* [Material provided]:
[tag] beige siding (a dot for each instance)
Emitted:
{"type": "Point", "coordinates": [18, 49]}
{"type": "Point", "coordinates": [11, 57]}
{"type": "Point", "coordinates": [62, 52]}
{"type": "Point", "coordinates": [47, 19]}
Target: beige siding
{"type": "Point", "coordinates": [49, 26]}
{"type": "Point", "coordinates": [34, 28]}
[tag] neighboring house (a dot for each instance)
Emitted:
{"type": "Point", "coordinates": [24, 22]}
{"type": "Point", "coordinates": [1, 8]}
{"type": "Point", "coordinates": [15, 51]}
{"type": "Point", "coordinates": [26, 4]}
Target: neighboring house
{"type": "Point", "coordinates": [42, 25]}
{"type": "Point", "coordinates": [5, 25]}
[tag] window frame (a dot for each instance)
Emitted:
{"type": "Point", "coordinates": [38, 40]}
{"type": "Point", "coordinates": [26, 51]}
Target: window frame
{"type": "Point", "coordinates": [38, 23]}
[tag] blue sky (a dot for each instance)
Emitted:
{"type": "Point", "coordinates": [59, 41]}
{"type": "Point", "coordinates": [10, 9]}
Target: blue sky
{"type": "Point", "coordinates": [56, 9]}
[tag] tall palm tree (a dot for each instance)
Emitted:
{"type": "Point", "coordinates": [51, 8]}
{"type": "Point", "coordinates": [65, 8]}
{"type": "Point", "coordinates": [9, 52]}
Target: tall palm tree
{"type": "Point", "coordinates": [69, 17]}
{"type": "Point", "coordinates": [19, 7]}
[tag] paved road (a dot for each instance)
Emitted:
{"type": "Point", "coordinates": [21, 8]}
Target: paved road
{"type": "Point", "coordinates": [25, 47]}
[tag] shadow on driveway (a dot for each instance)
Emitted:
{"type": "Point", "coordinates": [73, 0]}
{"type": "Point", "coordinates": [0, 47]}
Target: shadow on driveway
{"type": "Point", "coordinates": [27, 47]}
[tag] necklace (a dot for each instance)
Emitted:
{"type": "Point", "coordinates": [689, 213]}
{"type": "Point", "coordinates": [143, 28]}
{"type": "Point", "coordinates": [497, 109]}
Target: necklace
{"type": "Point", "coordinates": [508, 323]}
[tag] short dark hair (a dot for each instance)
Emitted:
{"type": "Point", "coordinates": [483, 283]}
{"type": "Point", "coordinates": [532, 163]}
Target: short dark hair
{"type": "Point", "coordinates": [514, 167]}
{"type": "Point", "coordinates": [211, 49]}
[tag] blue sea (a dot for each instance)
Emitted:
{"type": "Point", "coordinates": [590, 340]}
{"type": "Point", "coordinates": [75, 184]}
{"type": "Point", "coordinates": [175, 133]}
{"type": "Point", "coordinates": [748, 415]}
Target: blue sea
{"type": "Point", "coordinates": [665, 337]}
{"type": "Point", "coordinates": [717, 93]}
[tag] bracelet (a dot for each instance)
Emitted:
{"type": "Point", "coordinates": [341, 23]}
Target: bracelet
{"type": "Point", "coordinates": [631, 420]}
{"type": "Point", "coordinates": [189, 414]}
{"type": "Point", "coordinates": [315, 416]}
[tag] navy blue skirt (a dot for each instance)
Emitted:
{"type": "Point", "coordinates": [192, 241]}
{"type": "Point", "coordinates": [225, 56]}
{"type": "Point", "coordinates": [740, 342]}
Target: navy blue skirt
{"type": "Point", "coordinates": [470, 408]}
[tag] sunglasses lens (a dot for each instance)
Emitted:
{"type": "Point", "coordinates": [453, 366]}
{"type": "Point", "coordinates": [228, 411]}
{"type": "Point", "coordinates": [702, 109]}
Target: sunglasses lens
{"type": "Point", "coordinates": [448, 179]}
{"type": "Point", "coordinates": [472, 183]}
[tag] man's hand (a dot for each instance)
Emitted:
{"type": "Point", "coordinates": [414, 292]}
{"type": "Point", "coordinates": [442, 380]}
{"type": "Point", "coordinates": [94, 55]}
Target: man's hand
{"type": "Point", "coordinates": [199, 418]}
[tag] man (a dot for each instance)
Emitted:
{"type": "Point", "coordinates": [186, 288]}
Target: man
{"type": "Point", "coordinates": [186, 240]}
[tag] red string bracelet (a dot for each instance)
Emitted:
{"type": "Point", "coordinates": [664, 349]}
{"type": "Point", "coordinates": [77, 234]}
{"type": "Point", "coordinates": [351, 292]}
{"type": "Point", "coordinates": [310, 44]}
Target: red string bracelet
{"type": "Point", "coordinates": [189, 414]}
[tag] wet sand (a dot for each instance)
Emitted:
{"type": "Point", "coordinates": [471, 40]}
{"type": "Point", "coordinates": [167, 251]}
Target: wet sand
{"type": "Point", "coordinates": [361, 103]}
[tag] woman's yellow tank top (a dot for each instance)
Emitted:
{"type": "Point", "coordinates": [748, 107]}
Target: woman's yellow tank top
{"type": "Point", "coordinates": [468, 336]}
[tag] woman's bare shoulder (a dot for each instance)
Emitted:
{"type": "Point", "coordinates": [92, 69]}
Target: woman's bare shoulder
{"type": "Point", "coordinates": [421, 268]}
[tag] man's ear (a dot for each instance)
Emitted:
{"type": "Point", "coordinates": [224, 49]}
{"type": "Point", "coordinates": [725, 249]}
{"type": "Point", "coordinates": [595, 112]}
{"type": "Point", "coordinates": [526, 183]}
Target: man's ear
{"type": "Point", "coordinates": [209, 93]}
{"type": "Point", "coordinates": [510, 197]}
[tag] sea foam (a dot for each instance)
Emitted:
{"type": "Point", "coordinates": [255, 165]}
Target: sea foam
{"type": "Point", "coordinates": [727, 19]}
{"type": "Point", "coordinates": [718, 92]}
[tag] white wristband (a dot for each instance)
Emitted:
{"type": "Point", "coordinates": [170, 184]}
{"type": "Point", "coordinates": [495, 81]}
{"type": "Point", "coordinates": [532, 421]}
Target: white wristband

* [Aim of the task]: Reproduce all of the material above word for word.

* [Result below]:
[tag] beige siding (a dot for each instance)
Emitted:
{"type": "Point", "coordinates": [18, 49]}
{"type": "Point", "coordinates": [11, 57]}
{"type": "Point", "coordinates": [62, 52]}
{"type": "Point", "coordinates": [47, 19]}
Target: beige siding
{"type": "Point", "coordinates": [49, 26]}
{"type": "Point", "coordinates": [34, 28]}
[tag] neighboring house (a dot for each instance)
Emitted:
{"type": "Point", "coordinates": [24, 22]}
{"type": "Point", "coordinates": [1, 8]}
{"type": "Point", "coordinates": [15, 51]}
{"type": "Point", "coordinates": [26, 4]}
Target: neighboring house
{"type": "Point", "coordinates": [42, 25]}
{"type": "Point", "coordinates": [5, 25]}
[tag] window frame (a dot for each instance)
Emitted:
{"type": "Point", "coordinates": [38, 40]}
{"type": "Point", "coordinates": [26, 51]}
Target: window frame
{"type": "Point", "coordinates": [38, 23]}
[tag] blue sky (a dot for each instance)
Emitted:
{"type": "Point", "coordinates": [59, 41]}
{"type": "Point", "coordinates": [10, 9]}
Target: blue sky
{"type": "Point", "coordinates": [56, 9]}
[tag] tall palm tree (a dot for each instance)
Emitted:
{"type": "Point", "coordinates": [51, 8]}
{"type": "Point", "coordinates": [65, 8]}
{"type": "Point", "coordinates": [9, 52]}
Target: tall palm tree
{"type": "Point", "coordinates": [69, 17]}
{"type": "Point", "coordinates": [19, 7]}
[tag] paved road (a dot for each instance)
Emitted:
{"type": "Point", "coordinates": [21, 8]}
Target: paved road
{"type": "Point", "coordinates": [25, 47]}
[tag] shadow on driveway (a dot for each instance)
Emitted:
{"type": "Point", "coordinates": [73, 0]}
{"type": "Point", "coordinates": [0, 47]}
Target: shadow on driveway
{"type": "Point", "coordinates": [27, 47]}
[tag] necklace (a dot for each instance)
Emitted:
{"type": "Point", "coordinates": [689, 213]}
{"type": "Point", "coordinates": [143, 28]}
{"type": "Point", "coordinates": [497, 109]}
Target: necklace
{"type": "Point", "coordinates": [508, 323]}
[tag] short dark hair (a dot for each instance)
Emitted:
{"type": "Point", "coordinates": [483, 283]}
{"type": "Point", "coordinates": [532, 163]}
Target: short dark hair
{"type": "Point", "coordinates": [514, 167]}
{"type": "Point", "coordinates": [211, 49]}
[tag] blue sea (a dot for each instance)
Emitted:
{"type": "Point", "coordinates": [590, 340]}
{"type": "Point", "coordinates": [75, 184]}
{"type": "Point", "coordinates": [175, 133]}
{"type": "Point", "coordinates": [748, 415]}
Target: blue sea
{"type": "Point", "coordinates": [665, 337]}
{"type": "Point", "coordinates": [717, 93]}
[tag] bracelet (a dot for each instance)
Emitted:
{"type": "Point", "coordinates": [341, 23]}
Target: bracelet
{"type": "Point", "coordinates": [631, 420]}
{"type": "Point", "coordinates": [189, 414]}
{"type": "Point", "coordinates": [315, 416]}
[tag] navy blue skirt (a dot for each instance)
Emitted:
{"type": "Point", "coordinates": [192, 241]}
{"type": "Point", "coordinates": [225, 56]}
{"type": "Point", "coordinates": [740, 342]}
Target: navy blue skirt
{"type": "Point", "coordinates": [470, 408]}
[tag] sunglasses lens (a dot for each instance)
Emitted:
{"type": "Point", "coordinates": [453, 366]}
{"type": "Point", "coordinates": [228, 411]}
{"type": "Point", "coordinates": [702, 109]}
Target: sunglasses lens
{"type": "Point", "coordinates": [448, 179]}
{"type": "Point", "coordinates": [472, 183]}
[tag] man's hand (a dot for each instance)
Emitted:
{"type": "Point", "coordinates": [414, 292]}
{"type": "Point", "coordinates": [442, 380]}
{"type": "Point", "coordinates": [94, 55]}
Target: man's hand
{"type": "Point", "coordinates": [199, 418]}
[tag] man (a dot for each instance)
Emitted:
{"type": "Point", "coordinates": [186, 288]}
Target: man
{"type": "Point", "coordinates": [186, 240]}
[tag] red string bracelet (a dot for each instance)
Emitted:
{"type": "Point", "coordinates": [664, 349]}
{"type": "Point", "coordinates": [77, 234]}
{"type": "Point", "coordinates": [351, 292]}
{"type": "Point", "coordinates": [310, 44]}
Target: red string bracelet
{"type": "Point", "coordinates": [189, 414]}
[tag] wet sand (a dot for each instance)
Emitted:
{"type": "Point", "coordinates": [471, 40]}
{"type": "Point", "coordinates": [167, 251]}
Target: wet sand
{"type": "Point", "coordinates": [361, 103]}
[tag] woman's yellow tank top (a dot for each instance)
Emitted:
{"type": "Point", "coordinates": [748, 107]}
Target: woman's yellow tank top
{"type": "Point", "coordinates": [468, 336]}
[tag] woman's bare shoulder (a dot for each instance)
Emitted:
{"type": "Point", "coordinates": [92, 69]}
Target: woman's bare shoulder
{"type": "Point", "coordinates": [421, 268]}
[tag] man's ear (a dot for each instance)
Emitted:
{"type": "Point", "coordinates": [224, 49]}
{"type": "Point", "coordinates": [725, 249]}
{"type": "Point", "coordinates": [595, 112]}
{"type": "Point", "coordinates": [526, 183]}
Target: man's ear
{"type": "Point", "coordinates": [209, 93]}
{"type": "Point", "coordinates": [510, 197]}
[tag] sea foam (a dot for each instance)
Emitted:
{"type": "Point", "coordinates": [255, 165]}
Target: sea foam
{"type": "Point", "coordinates": [727, 19]}
{"type": "Point", "coordinates": [718, 92]}
[tag] white wristband (a dot for each instance)
Emitted:
{"type": "Point", "coordinates": [170, 184]}
{"type": "Point", "coordinates": [495, 81]}
{"type": "Point", "coordinates": [532, 421]}
Target: white wristband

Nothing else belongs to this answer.